[start Records provided]

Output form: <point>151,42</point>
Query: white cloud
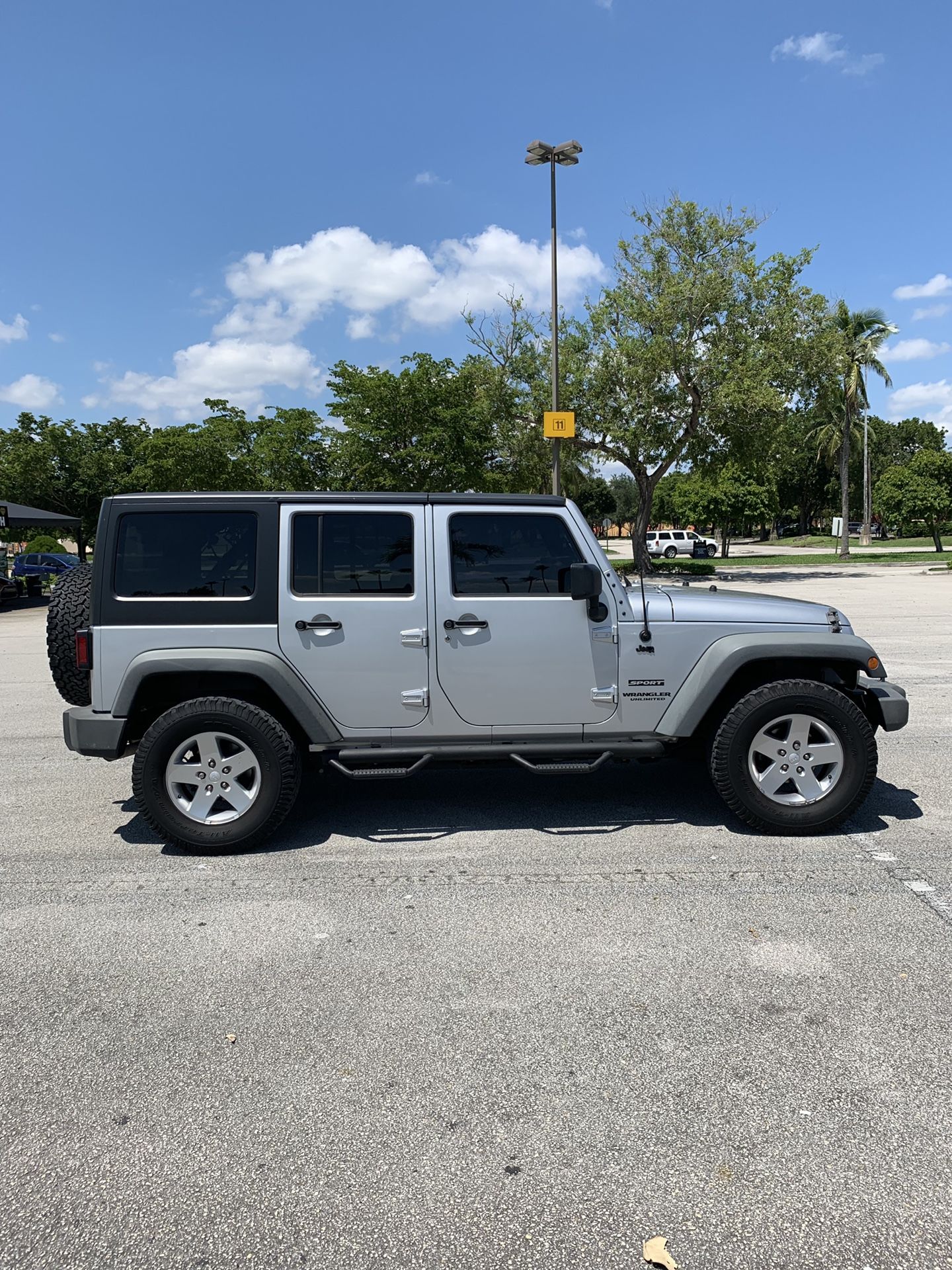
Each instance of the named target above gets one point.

[end Records provided]
[start Records provided]

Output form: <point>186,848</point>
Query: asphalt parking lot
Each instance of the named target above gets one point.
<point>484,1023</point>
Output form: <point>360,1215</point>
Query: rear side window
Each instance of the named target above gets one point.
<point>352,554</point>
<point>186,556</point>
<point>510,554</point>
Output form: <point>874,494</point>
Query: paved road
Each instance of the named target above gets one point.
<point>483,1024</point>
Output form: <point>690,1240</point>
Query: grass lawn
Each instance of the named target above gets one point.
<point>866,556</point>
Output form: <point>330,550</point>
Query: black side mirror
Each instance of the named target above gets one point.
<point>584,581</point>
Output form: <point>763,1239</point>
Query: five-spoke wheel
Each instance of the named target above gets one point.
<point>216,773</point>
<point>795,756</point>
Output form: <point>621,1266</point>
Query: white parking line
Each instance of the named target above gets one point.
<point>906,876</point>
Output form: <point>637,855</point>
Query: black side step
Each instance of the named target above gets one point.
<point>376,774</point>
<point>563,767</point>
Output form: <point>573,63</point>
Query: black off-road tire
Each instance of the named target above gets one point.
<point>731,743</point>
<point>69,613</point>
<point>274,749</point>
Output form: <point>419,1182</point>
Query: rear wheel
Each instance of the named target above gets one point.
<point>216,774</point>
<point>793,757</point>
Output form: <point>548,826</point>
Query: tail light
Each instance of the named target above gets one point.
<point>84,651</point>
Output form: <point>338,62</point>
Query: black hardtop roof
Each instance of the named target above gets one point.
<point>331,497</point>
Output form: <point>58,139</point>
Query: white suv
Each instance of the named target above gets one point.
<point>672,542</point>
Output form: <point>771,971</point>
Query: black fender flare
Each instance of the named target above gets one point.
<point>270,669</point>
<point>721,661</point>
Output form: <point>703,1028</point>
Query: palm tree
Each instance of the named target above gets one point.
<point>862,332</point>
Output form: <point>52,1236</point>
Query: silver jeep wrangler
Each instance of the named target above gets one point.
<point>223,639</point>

[end Records provided]
[start Records provided]

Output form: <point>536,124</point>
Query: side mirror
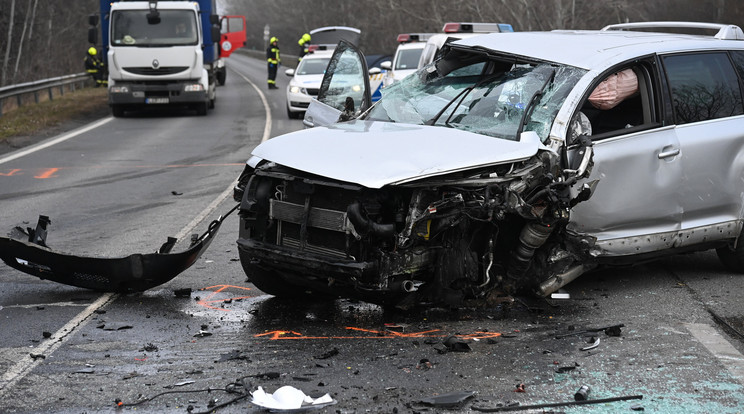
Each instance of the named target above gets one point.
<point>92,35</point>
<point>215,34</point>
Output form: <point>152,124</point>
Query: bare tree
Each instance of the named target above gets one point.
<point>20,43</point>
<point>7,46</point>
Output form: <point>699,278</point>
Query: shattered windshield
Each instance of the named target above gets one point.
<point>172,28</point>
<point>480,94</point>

[end Records provided]

Rewrite only the data between the lines holding "Output form: <point>338,62</point>" and "<point>223,639</point>", inclusive, swapping "palm tree" for "pine tree" and leaving everything else unchanged.

In response —
Output form: <point>338,62</point>
Query: black hardtop roof
Each instance of the named target above gets one point.
<point>331,497</point>
Output form: <point>58,139</point>
Query: white suv
Each instance of the named target above gets one point.
<point>672,542</point>
Output form: <point>771,971</point>
Query: black fender flare
Each instance of the named target above gets one point.
<point>270,669</point>
<point>721,661</point>
Output form: <point>703,1028</point>
Query: pine tree
Each instance of the named target above gets one point.
<point>862,332</point>
Output form: <point>52,1236</point>
Query: silver jeep wrangler
Each instance of the named target above gets one point.
<point>223,639</point>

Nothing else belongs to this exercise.